→ **Lesetext**:
=======
Kohei Saito: Systemsturz Der Sieg der Natur über den Kapitalismus Aus dem Japanischen von Gregor Wakounig DTV, München 2023 320 Seiten, 25 Euro ISBN 978-3-423-28369-4

Bürgerräte reichen nicht

War Karl Marx ein verhinderter Ökologe? Ja, sagt Kohei Saito, aber so einfach ist es nicht

In Japan verkaufte sich ein Buch, das einen ökologischen Kommunismus als Zukunftsprojekt propagiert, über eine halbe Million Mal. Auch in den europäischen Städten sind die Versammlungsräume überfüllt, wenn der japanische Philosophieprofessor Kohei Saito seinen …

… in in viele Sprachen übersetzten Bestseller vorstellt: „Systemsturz: Der Sieg der Natur über den Kapitalismus“. Als der auch zeitweise an der Berliner Humboldt-Universität lehrende Saito Anfang September das Buch in Berlin vorstellte, waren die Plätze schnell ausgebucht. Tausende verfolgten die Ausführungen des Autors digital. Darunter viele aus der Klimabewegung, die bisher Karl Marx und seine Theorien vielleicht eher mit einem umweltschädlichen Produktivismus als mit ökologischen Perspektiven in Verbindung gebracht haben.
=======
→ **Gespeicherte Zeilen**:
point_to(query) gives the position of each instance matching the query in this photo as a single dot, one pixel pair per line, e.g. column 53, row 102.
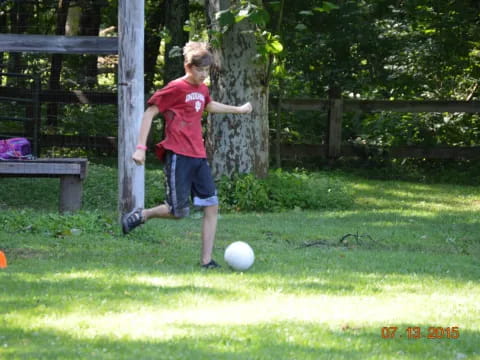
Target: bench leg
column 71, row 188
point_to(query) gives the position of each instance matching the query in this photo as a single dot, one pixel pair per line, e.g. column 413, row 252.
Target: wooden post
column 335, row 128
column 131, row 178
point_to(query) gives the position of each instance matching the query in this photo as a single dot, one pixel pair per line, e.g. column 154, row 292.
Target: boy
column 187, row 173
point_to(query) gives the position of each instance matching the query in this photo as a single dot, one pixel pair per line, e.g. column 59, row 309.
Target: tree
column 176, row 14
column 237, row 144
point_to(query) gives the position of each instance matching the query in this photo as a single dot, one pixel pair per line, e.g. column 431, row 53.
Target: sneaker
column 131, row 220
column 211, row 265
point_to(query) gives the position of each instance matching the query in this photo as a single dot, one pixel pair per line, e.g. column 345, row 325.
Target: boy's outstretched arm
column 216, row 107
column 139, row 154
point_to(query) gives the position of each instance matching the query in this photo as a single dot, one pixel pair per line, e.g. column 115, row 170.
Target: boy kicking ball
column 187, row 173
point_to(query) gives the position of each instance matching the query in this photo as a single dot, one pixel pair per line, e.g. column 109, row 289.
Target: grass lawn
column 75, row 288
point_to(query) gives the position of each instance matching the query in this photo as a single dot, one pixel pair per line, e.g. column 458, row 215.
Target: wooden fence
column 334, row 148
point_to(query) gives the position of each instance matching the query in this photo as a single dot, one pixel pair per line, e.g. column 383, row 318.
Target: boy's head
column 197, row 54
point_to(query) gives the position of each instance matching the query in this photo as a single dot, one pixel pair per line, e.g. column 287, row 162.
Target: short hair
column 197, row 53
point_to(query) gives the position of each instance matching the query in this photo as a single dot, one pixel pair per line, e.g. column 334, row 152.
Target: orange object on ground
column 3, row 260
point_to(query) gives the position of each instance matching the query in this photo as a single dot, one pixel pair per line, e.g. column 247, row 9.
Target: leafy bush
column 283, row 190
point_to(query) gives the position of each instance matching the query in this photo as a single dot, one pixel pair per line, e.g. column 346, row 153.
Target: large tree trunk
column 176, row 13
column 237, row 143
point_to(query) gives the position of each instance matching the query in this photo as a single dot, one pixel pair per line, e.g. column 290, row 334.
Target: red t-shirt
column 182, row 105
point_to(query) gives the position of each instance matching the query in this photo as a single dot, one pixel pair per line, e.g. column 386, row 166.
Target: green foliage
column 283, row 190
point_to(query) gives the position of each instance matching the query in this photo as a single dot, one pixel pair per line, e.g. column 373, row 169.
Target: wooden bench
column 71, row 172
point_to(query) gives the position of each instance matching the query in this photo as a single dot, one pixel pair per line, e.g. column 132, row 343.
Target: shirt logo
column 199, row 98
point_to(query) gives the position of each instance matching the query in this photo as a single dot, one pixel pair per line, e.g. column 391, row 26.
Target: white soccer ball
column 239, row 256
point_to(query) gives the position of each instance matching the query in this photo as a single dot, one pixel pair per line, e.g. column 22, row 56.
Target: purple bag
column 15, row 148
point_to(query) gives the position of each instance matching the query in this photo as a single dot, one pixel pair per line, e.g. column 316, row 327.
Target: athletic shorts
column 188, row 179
=======
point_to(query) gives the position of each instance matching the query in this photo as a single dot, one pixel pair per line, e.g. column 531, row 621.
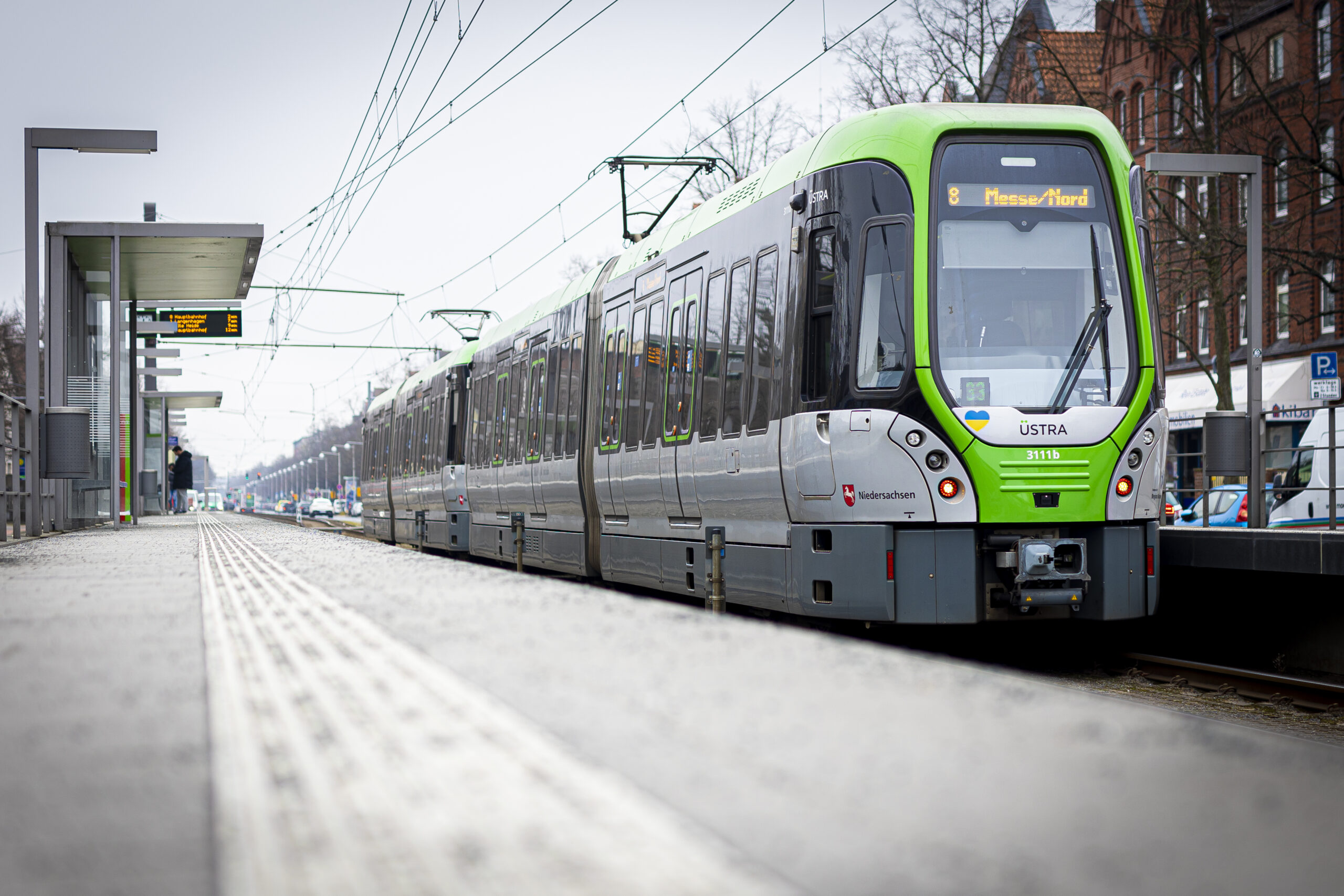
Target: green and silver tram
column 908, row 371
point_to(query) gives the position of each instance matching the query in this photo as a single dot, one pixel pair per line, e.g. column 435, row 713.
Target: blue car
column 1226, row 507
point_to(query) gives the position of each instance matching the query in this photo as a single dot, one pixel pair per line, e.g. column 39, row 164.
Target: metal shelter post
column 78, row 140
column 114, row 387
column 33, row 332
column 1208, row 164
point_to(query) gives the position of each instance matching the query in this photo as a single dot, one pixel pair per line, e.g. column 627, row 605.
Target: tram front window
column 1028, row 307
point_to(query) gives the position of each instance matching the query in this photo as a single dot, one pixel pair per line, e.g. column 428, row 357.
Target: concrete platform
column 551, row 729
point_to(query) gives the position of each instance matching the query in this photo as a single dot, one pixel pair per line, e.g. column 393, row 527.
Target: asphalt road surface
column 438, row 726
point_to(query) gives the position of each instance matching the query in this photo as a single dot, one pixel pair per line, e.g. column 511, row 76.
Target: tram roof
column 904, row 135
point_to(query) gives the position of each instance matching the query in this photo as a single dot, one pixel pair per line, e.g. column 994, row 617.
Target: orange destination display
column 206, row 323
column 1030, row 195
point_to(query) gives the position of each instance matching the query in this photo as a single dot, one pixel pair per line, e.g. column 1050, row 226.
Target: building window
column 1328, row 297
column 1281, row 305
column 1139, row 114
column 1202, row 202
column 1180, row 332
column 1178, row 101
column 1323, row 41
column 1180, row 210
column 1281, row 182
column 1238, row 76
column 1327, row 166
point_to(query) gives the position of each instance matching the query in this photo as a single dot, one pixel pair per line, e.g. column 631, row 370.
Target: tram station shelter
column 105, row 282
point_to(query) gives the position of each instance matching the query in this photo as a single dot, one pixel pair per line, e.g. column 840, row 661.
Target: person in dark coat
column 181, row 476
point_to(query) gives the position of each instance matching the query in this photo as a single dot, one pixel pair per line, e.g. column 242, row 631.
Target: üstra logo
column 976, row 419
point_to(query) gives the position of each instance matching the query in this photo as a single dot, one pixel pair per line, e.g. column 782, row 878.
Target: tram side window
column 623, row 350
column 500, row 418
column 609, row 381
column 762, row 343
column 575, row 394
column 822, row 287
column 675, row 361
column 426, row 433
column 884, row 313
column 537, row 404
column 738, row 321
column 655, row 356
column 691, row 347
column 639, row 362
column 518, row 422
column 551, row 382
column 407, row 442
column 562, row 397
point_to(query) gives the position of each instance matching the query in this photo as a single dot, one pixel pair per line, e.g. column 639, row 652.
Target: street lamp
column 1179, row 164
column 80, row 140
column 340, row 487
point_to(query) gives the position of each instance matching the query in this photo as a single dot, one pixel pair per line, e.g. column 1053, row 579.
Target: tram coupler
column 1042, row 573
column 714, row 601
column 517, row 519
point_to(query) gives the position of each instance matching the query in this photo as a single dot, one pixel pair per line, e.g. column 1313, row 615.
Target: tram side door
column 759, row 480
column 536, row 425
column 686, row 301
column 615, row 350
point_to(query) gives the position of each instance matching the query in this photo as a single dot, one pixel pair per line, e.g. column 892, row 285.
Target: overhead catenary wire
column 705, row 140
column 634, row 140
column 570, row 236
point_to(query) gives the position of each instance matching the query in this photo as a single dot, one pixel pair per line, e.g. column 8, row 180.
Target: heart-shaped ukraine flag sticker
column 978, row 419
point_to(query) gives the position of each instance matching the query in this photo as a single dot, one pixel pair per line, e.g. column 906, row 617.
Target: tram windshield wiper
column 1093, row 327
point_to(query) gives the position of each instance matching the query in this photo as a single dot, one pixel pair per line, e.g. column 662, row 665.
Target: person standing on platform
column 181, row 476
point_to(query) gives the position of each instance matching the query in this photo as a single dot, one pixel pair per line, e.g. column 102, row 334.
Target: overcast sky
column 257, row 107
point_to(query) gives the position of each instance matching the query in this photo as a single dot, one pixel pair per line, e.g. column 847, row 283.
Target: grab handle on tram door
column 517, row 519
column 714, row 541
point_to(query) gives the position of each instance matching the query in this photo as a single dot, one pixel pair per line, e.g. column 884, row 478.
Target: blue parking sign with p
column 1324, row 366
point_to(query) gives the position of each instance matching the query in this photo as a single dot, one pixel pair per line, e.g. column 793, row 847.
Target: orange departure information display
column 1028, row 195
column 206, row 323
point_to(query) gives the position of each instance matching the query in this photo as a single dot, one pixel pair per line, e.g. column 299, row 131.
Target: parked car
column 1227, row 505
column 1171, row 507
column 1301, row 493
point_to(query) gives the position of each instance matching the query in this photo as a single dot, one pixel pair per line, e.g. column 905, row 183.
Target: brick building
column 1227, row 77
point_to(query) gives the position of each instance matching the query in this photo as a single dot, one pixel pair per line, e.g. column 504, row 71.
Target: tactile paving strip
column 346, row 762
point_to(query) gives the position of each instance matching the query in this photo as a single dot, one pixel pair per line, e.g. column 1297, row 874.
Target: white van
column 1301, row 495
=======
→ **Schriftliche Aufgabe A**:
Beantworten Sie zum Text über Kohei Saito diese Fragen:
(i) Wie oft verkaufte sich das Buch in Japan?
(ii) Wann stellte Saito das Buch in Berlin vor?
(iii) Wer hat das Buch aus dem Japanischen übertragen?
→ **Schriftliche Aufgabe B**: Führen Sie bitte den Text über Kohei Saito nach seinem letzten Satz fort.
Das Material wird hier nicht gebraucht.

→ **Endergebnis A**:
(i) Über eine halbe Million Mal.
(ii) Anfang September.
(iii) Gregor Wakounig.

→ **Endergebnis B**:
Ökonomie und Naturwissenschaften

Ganz falsch, sagt Kohei Saito. In Wirklichkeit sei Marx ein Degrowth-Kommunist. Dem vor 140 Jahren verstorbenen Theoretiker sei es nicht um fortgesetztes Wachstum gegangen, sondern um das Gegenteil davon. Dabei stützt sich Saito auf die schon längere bekannte Tatsache, dass Marx, nachdem der erste Band seines Hauptwerks „Das Kapital“ veröffentlicht war, sich wieder in die Bibliothek begab und dort auch zahlreiche zeitgenössische Schriften von Naturwissenschaftlern gelesen hat. Vor allem mit den Schriften des Chemikers Justus von Liebig beschäftigte sich Marx sehr viel, wie aus den schriftlichen Aufzeichnungen hervorgeht, die er sich bei der Lektüre machte. Aus diesen Exzerpten zitiert Kohei Saito in dem Buch ausführlich.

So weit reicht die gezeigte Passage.